** start MATERIAL **

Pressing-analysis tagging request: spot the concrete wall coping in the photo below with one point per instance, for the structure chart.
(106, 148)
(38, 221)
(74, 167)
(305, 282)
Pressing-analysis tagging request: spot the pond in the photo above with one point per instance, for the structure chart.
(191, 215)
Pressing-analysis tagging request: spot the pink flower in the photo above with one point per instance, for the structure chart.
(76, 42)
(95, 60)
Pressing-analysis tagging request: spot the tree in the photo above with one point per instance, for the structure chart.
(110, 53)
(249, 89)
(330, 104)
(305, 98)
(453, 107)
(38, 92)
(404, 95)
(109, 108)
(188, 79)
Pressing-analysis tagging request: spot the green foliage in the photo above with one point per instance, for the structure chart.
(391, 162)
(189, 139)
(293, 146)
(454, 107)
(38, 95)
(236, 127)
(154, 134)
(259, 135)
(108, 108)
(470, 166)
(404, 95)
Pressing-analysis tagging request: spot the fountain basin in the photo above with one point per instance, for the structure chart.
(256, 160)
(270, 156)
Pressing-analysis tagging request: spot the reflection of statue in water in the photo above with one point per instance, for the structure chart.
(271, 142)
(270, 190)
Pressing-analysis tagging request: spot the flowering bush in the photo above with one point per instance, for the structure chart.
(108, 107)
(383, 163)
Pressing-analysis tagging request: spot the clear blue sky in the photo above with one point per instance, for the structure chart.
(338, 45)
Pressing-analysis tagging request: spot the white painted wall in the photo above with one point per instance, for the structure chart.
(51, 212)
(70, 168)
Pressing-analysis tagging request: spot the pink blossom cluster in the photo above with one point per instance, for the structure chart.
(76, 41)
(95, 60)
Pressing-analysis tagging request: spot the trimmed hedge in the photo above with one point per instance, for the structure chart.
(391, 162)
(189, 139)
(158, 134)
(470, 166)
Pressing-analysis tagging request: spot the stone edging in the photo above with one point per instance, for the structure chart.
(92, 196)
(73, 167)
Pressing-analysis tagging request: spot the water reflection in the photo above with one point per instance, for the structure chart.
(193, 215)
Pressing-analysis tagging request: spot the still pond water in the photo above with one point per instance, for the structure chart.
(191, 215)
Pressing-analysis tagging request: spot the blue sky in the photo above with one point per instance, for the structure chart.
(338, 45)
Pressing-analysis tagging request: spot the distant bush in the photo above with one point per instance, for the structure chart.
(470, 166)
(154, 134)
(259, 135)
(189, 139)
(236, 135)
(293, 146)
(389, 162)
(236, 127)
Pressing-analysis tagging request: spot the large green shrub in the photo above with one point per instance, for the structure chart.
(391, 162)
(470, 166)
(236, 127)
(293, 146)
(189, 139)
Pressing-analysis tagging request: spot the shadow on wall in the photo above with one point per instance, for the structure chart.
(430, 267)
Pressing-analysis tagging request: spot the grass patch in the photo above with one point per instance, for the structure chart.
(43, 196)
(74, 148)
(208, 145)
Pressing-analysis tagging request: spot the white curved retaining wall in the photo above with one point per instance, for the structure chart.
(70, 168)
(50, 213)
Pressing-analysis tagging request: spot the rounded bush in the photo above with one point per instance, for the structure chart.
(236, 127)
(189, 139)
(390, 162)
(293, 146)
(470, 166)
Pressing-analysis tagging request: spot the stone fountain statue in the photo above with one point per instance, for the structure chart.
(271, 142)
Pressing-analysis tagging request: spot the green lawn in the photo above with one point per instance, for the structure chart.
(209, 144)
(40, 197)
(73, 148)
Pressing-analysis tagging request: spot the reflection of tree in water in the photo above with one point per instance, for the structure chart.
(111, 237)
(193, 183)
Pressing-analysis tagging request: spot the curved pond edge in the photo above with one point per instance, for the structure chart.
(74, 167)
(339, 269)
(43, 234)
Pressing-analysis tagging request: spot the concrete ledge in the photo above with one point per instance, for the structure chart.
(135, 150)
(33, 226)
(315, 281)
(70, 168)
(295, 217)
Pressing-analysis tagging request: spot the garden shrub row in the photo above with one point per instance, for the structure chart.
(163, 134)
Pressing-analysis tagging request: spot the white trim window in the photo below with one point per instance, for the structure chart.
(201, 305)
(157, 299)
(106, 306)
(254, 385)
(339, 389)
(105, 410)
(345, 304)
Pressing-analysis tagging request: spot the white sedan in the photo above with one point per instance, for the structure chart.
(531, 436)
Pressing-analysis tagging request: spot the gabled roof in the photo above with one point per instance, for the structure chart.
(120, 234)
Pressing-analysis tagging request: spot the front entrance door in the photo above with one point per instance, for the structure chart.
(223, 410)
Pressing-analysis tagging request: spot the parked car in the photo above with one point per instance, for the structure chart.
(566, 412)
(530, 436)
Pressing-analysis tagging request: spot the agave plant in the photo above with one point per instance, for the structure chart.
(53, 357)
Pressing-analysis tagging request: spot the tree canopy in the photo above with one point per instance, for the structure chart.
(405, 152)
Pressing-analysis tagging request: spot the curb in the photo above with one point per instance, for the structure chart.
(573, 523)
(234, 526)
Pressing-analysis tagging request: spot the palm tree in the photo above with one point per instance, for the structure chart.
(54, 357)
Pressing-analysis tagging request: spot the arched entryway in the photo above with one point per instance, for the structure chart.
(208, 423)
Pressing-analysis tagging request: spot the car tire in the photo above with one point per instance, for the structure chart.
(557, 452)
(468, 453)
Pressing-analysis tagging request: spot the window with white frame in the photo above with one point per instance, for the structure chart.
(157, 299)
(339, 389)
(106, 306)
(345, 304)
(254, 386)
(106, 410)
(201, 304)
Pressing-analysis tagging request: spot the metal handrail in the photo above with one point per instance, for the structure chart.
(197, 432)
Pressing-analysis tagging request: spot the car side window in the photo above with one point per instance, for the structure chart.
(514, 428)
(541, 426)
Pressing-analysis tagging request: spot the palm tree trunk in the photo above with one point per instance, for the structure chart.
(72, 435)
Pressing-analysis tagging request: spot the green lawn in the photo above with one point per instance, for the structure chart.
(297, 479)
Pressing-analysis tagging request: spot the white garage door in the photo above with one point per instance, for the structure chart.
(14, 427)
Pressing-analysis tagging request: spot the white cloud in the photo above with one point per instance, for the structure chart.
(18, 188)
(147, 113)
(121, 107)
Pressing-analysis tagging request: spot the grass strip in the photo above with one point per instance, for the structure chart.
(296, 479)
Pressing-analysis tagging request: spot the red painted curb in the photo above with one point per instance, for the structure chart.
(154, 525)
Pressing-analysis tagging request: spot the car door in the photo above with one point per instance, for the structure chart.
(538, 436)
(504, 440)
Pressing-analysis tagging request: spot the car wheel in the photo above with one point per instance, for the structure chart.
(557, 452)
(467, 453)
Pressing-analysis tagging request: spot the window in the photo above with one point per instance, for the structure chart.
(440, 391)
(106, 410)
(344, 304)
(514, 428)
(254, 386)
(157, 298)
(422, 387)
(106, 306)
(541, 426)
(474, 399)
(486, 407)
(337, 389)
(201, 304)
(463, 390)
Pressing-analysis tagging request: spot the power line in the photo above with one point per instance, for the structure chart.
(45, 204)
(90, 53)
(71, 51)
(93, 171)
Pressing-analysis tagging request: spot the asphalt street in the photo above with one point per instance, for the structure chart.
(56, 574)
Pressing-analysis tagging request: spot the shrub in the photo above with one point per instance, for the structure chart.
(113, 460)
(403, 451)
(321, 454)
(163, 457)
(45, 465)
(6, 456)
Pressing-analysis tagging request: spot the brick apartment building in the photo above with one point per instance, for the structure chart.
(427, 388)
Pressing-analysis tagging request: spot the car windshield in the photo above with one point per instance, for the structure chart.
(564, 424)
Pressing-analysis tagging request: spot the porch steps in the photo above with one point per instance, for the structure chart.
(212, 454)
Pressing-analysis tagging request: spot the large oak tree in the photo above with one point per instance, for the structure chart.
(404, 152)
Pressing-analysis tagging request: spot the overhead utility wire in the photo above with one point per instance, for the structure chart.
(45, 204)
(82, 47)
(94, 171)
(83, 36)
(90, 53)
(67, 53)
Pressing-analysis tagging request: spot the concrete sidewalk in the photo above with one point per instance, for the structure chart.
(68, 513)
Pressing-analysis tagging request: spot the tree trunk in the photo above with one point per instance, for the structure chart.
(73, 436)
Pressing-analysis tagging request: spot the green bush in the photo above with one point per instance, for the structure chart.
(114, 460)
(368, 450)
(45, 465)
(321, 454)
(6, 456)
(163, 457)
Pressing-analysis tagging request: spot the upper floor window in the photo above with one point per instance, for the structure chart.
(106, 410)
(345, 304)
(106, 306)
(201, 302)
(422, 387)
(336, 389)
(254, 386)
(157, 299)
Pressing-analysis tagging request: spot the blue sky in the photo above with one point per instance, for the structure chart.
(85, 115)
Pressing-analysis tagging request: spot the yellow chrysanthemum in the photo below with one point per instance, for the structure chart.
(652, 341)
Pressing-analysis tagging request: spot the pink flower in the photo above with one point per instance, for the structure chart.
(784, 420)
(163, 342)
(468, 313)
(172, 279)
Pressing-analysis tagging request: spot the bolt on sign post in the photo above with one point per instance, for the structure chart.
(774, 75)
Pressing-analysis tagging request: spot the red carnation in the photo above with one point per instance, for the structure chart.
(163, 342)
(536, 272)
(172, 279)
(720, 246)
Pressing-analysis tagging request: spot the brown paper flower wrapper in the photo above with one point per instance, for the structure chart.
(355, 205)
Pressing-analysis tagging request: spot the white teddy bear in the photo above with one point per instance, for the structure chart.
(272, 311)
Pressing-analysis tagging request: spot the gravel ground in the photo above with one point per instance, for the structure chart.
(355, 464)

** end MATERIAL **

### TASK INSTRUCTIONS
Lines from the one containing "Pressing-analysis tagging request: spot the bolt" through the final line are to be given again verbatim, with nothing before or after.

### CORRECT RESULT
Pressing-analysis tagging request: spot the bolt on sign post in the photo above with one point per instance, for the structure chart.
(774, 75)
Pressing-analysis tagging request: spot the red carnation in the photo above with one point per instance, for the structure chart.
(163, 342)
(536, 272)
(172, 279)
(720, 246)
Pressing-analysis tagging request: spot the brown paper flower wrapper in the photo above with one point per instance, for the structure chart.
(355, 205)
Pressing-analysis tagging request: spot the white teddy bear in the photo above with one point per instance, for the structure chart.
(272, 311)
Pressing-analysis tagging request: spot the gravel ground in the photo above with one point per instance, for the structure chart.
(355, 464)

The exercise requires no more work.